--- Texte ---
J’entends cette phrase régulièrement à propos de mes enfants. En effet, les deux grands parlent bien français et allemand et le grand lit et écrit dans les deux langues. Il était pour moi inconcevable de ne pas transmettre ma langue à mes enfants, que ça soit à l’écrit ou à l’oral. Apprendre une langue étrangère à l’adolescence ou à l’âge adulte ne permettra pas d’atteindre le même niveau qu’un apprentissage précoce et simultané de deux langues différentes, il restera toujours au moins un petit accent étranger.
J’ai rencontré à plusieurs reprises des personnes, tristes et déçues de ne pas bien parler voire de ne pas parler du tout une langue qui devrait être l’une de leurs langues maternelles. C’est vraiment dommage d’un point de vue personnel car il est plus compliqué de créer un lien fort avec sa famille quand on ne parle pas la même langue que celle-ci et d’un point de vue professionnel aussi, le bilinguisme étant valorisé (surtout, il est vrai, quand il concerne des langues parlées par un grand nombre de locuteurs).
--- Données affichées ---
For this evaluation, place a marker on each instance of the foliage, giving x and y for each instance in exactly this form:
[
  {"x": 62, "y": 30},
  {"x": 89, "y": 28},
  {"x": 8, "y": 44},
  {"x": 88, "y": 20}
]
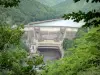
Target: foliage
[
  {"x": 13, "y": 59},
  {"x": 91, "y": 18},
  {"x": 27, "y": 11},
  {"x": 85, "y": 58},
  {"x": 9, "y": 36},
  {"x": 67, "y": 44},
  {"x": 9, "y": 3},
  {"x": 16, "y": 62}
]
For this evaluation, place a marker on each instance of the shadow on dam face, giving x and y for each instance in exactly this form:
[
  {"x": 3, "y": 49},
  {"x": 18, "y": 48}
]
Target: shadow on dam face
[{"x": 49, "y": 53}]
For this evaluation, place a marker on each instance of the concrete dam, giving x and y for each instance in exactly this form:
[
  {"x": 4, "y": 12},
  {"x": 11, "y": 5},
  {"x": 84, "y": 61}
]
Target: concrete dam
[{"x": 46, "y": 37}]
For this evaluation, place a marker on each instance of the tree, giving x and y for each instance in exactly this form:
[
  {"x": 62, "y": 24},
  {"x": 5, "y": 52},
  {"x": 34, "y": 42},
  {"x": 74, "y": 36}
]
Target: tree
[
  {"x": 9, "y": 36},
  {"x": 91, "y": 18}
]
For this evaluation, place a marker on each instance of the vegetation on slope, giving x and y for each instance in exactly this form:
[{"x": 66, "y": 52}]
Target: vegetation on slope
[{"x": 27, "y": 11}]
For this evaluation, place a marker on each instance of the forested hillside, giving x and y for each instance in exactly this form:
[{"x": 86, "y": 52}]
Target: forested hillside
[
  {"x": 27, "y": 11},
  {"x": 69, "y": 6},
  {"x": 50, "y": 2}
]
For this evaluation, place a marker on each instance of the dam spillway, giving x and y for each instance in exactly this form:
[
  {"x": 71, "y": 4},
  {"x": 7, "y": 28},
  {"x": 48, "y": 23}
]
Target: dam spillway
[{"x": 39, "y": 36}]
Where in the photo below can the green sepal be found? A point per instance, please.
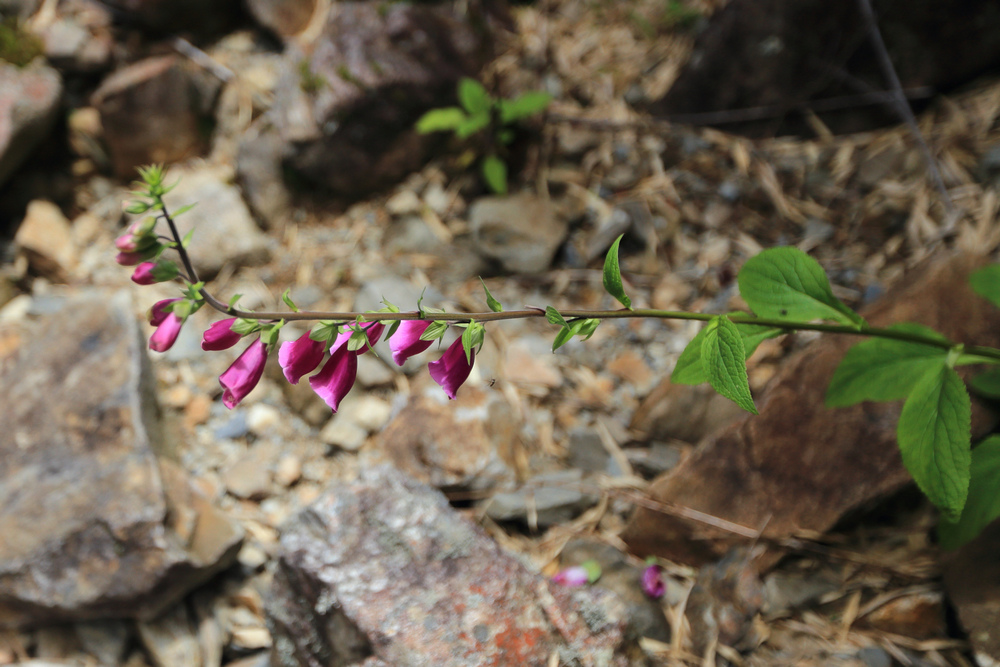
(613, 275)
(934, 434)
(593, 570)
(494, 305)
(554, 317)
(982, 506)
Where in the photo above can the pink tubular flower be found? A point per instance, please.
(220, 336)
(572, 576)
(300, 357)
(158, 312)
(653, 583)
(166, 331)
(240, 378)
(406, 341)
(452, 369)
(337, 377)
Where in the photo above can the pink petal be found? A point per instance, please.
(406, 341)
(452, 369)
(337, 377)
(300, 357)
(244, 374)
(166, 333)
(220, 336)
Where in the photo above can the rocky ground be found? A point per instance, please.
(182, 522)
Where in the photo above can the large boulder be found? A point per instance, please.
(346, 103)
(800, 466)
(93, 525)
(383, 570)
(29, 105)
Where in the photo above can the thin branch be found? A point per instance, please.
(902, 106)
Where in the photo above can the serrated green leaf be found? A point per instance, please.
(986, 283)
(690, 370)
(287, 298)
(987, 383)
(495, 174)
(473, 97)
(494, 305)
(434, 331)
(983, 504)
(613, 275)
(787, 283)
(521, 107)
(554, 316)
(881, 369)
(724, 358)
(441, 120)
(934, 437)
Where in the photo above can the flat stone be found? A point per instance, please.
(93, 526)
(225, 232)
(449, 443)
(800, 466)
(29, 104)
(522, 231)
(383, 569)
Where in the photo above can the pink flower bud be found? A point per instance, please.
(300, 357)
(653, 583)
(244, 374)
(220, 336)
(166, 333)
(158, 312)
(406, 341)
(452, 369)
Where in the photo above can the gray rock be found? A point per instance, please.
(522, 231)
(225, 232)
(29, 103)
(154, 110)
(551, 497)
(383, 570)
(94, 526)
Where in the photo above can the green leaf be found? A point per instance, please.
(494, 305)
(521, 107)
(473, 97)
(495, 174)
(613, 275)
(986, 283)
(434, 331)
(934, 436)
(472, 124)
(787, 283)
(881, 369)
(554, 316)
(724, 357)
(440, 120)
(689, 368)
(287, 298)
(983, 504)
(987, 383)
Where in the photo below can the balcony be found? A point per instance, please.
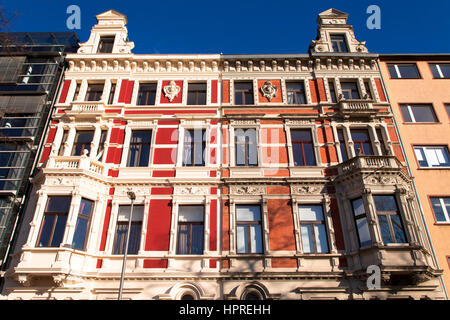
(86, 109)
(369, 162)
(356, 107)
(75, 164)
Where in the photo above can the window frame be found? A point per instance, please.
(397, 70)
(57, 215)
(248, 224)
(409, 108)
(423, 147)
(190, 224)
(311, 224)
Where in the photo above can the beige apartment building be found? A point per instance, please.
(419, 91)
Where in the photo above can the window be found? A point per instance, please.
(246, 148)
(403, 70)
(81, 228)
(368, 89)
(106, 44)
(361, 142)
(303, 148)
(295, 92)
(389, 219)
(147, 94)
(18, 125)
(190, 230)
(122, 229)
(94, 92)
(111, 93)
(441, 209)
(248, 229)
(342, 144)
(440, 70)
(82, 141)
(384, 149)
(139, 154)
(338, 43)
(362, 227)
(196, 94)
(243, 93)
(332, 91)
(350, 90)
(13, 161)
(194, 147)
(432, 156)
(312, 228)
(418, 113)
(54, 223)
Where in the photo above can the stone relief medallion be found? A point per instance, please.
(269, 90)
(171, 90)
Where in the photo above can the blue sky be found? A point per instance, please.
(246, 26)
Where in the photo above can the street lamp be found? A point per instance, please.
(132, 197)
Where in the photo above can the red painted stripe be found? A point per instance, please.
(158, 226)
(64, 91)
(213, 226)
(106, 225)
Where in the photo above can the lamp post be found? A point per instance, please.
(132, 197)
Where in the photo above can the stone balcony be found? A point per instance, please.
(356, 107)
(85, 109)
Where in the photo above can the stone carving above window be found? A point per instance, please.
(171, 90)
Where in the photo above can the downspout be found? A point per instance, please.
(412, 178)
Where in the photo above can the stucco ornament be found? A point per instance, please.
(171, 90)
(269, 90)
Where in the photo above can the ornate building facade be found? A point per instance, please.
(256, 177)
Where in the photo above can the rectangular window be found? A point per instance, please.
(246, 148)
(82, 226)
(432, 156)
(190, 230)
(248, 229)
(440, 70)
(338, 43)
(368, 89)
(147, 94)
(362, 226)
(361, 142)
(54, 222)
(389, 219)
(384, 150)
(106, 44)
(303, 147)
(101, 145)
(333, 95)
(82, 142)
(312, 228)
(94, 92)
(122, 229)
(418, 113)
(194, 147)
(441, 209)
(112, 91)
(403, 71)
(295, 92)
(243, 93)
(350, 90)
(342, 144)
(139, 151)
(196, 94)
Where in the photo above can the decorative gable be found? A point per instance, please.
(335, 35)
(110, 25)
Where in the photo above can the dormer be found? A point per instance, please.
(109, 35)
(335, 35)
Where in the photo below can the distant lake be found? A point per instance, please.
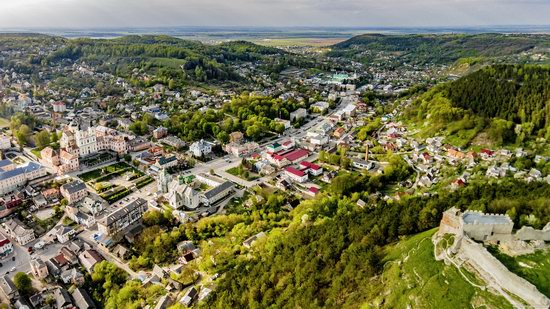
(250, 33)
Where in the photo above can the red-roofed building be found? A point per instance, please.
(277, 160)
(313, 190)
(486, 153)
(297, 155)
(311, 168)
(6, 247)
(296, 174)
(288, 145)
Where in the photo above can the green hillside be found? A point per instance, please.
(433, 48)
(187, 59)
(493, 100)
(413, 277)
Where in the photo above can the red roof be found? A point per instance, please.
(4, 241)
(296, 154)
(310, 165)
(295, 171)
(313, 189)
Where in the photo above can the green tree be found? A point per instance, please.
(23, 283)
(22, 135)
(42, 139)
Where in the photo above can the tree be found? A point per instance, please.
(22, 135)
(42, 139)
(23, 283)
(139, 128)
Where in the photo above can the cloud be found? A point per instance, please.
(361, 13)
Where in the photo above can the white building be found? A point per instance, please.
(59, 107)
(201, 148)
(296, 175)
(123, 219)
(298, 114)
(86, 141)
(19, 231)
(320, 107)
(6, 247)
(182, 195)
(13, 178)
(5, 142)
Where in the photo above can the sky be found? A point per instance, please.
(281, 13)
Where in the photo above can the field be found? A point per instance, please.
(413, 277)
(534, 268)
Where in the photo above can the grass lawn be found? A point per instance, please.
(534, 268)
(235, 172)
(413, 277)
(106, 173)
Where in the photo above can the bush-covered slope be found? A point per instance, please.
(178, 58)
(334, 252)
(495, 99)
(439, 48)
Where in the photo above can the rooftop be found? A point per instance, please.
(74, 186)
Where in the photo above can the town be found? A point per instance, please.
(91, 162)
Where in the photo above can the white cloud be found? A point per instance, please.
(109, 13)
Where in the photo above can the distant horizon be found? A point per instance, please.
(236, 32)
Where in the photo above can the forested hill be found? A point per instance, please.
(495, 100)
(517, 93)
(199, 61)
(436, 48)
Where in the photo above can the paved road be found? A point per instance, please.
(86, 237)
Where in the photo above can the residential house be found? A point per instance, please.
(62, 299)
(218, 193)
(296, 175)
(124, 218)
(251, 240)
(182, 195)
(9, 288)
(298, 114)
(64, 233)
(160, 132)
(39, 268)
(72, 276)
(74, 191)
(362, 164)
(19, 231)
(189, 297)
(13, 178)
(5, 142)
(89, 258)
(311, 168)
(236, 137)
(201, 148)
(82, 299)
(91, 206)
(6, 247)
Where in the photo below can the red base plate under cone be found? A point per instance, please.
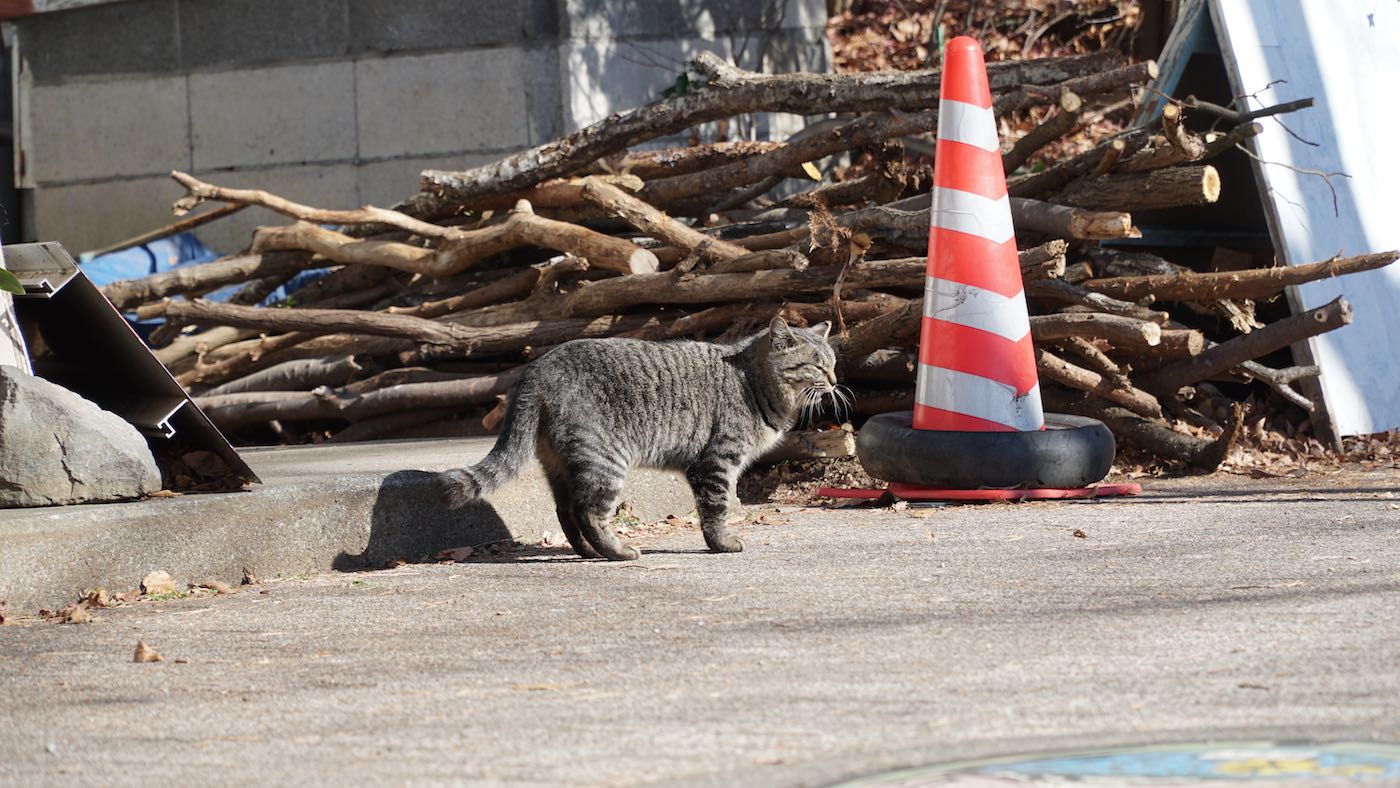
(910, 493)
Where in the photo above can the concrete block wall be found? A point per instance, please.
(340, 102)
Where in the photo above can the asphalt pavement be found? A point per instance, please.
(840, 643)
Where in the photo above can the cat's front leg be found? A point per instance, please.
(713, 486)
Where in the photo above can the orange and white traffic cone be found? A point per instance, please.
(977, 430)
(976, 366)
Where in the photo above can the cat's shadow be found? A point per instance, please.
(409, 524)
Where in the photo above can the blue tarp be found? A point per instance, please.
(167, 254)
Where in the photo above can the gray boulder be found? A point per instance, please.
(59, 448)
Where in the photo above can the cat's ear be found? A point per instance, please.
(780, 333)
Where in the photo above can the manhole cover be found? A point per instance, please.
(1206, 764)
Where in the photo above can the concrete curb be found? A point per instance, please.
(331, 507)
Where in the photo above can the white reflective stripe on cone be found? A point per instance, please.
(973, 214)
(980, 398)
(977, 308)
(968, 123)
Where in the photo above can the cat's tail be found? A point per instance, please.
(513, 448)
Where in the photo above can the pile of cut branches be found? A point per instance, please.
(427, 311)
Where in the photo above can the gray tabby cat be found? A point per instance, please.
(594, 407)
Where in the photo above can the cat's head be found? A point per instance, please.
(802, 361)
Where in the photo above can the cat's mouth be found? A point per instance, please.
(814, 395)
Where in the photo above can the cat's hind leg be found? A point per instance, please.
(711, 480)
(595, 496)
(557, 476)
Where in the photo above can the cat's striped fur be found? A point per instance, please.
(591, 409)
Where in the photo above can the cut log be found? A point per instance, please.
(308, 321)
(1220, 143)
(1056, 126)
(1252, 283)
(294, 375)
(1064, 221)
(241, 409)
(665, 163)
(1229, 354)
(1095, 359)
(1071, 375)
(1066, 293)
(199, 191)
(657, 224)
(1129, 333)
(1169, 188)
(524, 228)
(1074, 168)
(1148, 434)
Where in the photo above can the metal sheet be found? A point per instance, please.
(1343, 53)
(86, 346)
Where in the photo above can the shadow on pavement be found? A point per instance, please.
(410, 524)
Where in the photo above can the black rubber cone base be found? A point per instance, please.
(1071, 451)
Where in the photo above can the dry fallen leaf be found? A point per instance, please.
(455, 554)
(157, 582)
(146, 654)
(76, 615)
(98, 598)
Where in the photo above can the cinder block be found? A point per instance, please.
(101, 39)
(287, 114)
(91, 216)
(458, 101)
(382, 184)
(416, 25)
(543, 107)
(686, 18)
(324, 186)
(609, 76)
(244, 32)
(90, 130)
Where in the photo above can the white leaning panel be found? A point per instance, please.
(1344, 53)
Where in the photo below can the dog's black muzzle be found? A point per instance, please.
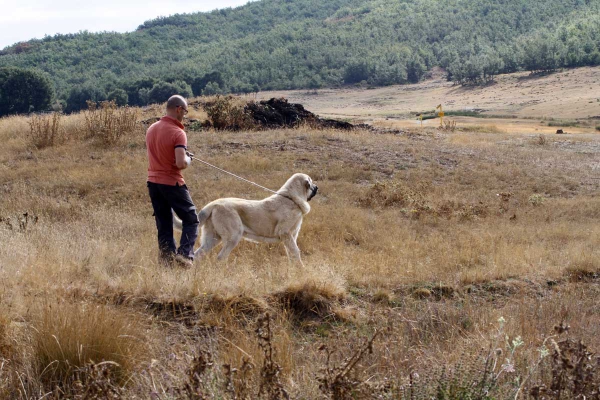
(313, 192)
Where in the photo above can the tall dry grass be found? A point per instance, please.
(428, 238)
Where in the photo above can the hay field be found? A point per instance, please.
(457, 253)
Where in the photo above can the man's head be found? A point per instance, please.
(176, 107)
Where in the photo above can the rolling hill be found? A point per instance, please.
(284, 44)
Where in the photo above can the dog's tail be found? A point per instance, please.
(203, 215)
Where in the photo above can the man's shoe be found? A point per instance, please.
(183, 261)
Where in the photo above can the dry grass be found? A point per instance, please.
(426, 237)
(66, 337)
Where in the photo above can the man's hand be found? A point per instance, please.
(182, 160)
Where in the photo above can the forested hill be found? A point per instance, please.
(285, 44)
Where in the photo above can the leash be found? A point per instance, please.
(238, 177)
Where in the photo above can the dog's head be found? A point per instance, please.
(305, 185)
(301, 189)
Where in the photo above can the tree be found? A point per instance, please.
(211, 88)
(356, 72)
(24, 91)
(80, 95)
(199, 84)
(119, 96)
(161, 91)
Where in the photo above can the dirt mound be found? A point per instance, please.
(279, 113)
(310, 301)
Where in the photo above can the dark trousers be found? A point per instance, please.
(164, 198)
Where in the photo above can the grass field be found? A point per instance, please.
(439, 264)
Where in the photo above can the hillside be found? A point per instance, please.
(280, 44)
(458, 251)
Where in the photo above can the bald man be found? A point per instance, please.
(166, 143)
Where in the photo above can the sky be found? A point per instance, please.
(24, 20)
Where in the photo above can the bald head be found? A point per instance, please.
(176, 101)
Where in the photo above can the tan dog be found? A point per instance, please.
(277, 218)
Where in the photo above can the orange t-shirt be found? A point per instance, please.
(162, 138)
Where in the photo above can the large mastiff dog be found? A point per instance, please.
(277, 218)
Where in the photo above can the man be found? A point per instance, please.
(166, 143)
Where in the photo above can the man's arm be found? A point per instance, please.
(182, 161)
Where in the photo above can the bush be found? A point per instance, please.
(109, 123)
(119, 96)
(24, 91)
(80, 96)
(46, 130)
(224, 113)
(161, 91)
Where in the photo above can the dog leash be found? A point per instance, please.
(238, 177)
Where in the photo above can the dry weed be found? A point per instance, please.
(46, 130)
(110, 123)
(67, 337)
(228, 112)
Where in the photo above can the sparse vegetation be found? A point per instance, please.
(46, 130)
(418, 242)
(109, 123)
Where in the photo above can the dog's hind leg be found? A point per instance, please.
(229, 227)
(228, 246)
(291, 249)
(208, 240)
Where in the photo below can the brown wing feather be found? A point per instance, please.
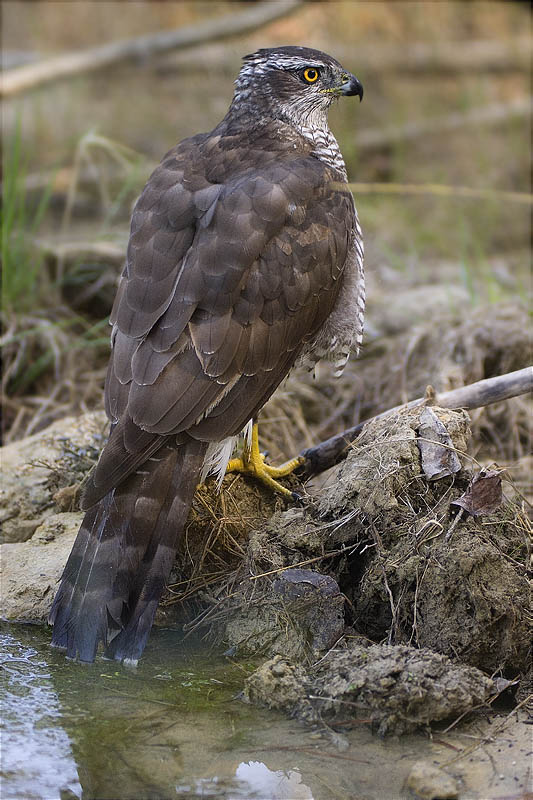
(223, 285)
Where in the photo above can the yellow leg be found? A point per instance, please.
(252, 462)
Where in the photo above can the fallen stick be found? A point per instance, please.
(69, 65)
(482, 393)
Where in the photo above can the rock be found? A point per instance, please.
(298, 615)
(432, 783)
(395, 689)
(34, 468)
(31, 570)
(278, 684)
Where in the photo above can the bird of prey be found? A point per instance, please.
(244, 258)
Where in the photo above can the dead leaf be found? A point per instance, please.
(483, 496)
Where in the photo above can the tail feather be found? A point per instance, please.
(122, 557)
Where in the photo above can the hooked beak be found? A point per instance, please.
(351, 87)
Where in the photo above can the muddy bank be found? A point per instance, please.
(394, 689)
(385, 551)
(411, 571)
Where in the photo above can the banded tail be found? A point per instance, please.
(122, 557)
---
• Consigne 1: Recopiez le texte sur le bilinguisme des enfants depuis « J’ai rencontré à » jusqu'à « nombre de locuteurs). » inclus.
• Consigne 2: Poursuivez le texte sur le bilinguisme des enfants à partir de sa dernière phrase.

• Résultat de l'exercice 1:
J’ai rencontré à plusieurs reprises des personnes, tristes et déçues de ne pas bien parler voire de ne pas parler du tout une langue qui devrait être l’une de leurs langues maternelles. C’est vraiment dommage d’un point de vue personnel car il est plus compliqué de créer un lien fort avec sa famille quand on ne parle pas la même langue que celle-ci et d’un point de vue professionnel aussi, le bilinguisme étant valorisé (surtout, il est vrai, quand il concerne des langues parlées par un grand nombre de locuteurs).

• Résultat de l'exercice 2:
Comment faire pour transmettre sa langue quand celle-ci est différente de celle de son conjoint et n’est pas parlée dans le pays où l’on est installé ?
- Le point le plus important est pour moi la volonté des deux parents d’élever leurs enfants de façon bilingue. L’idéal est que les deux parents parlent les deux langues afin d’éviter que la langue majoritaire dans la société le soit aussi dans la famille. Si le parent local ne parle pas couramment la langue de sa compagne (soyons réalistes, ce sont plus souvent les femmes que les hommes qui s’installent dans le pays de leur compagnon), il faut au moins qu’il montre de l’intérêt et la volonté de l’apprendre.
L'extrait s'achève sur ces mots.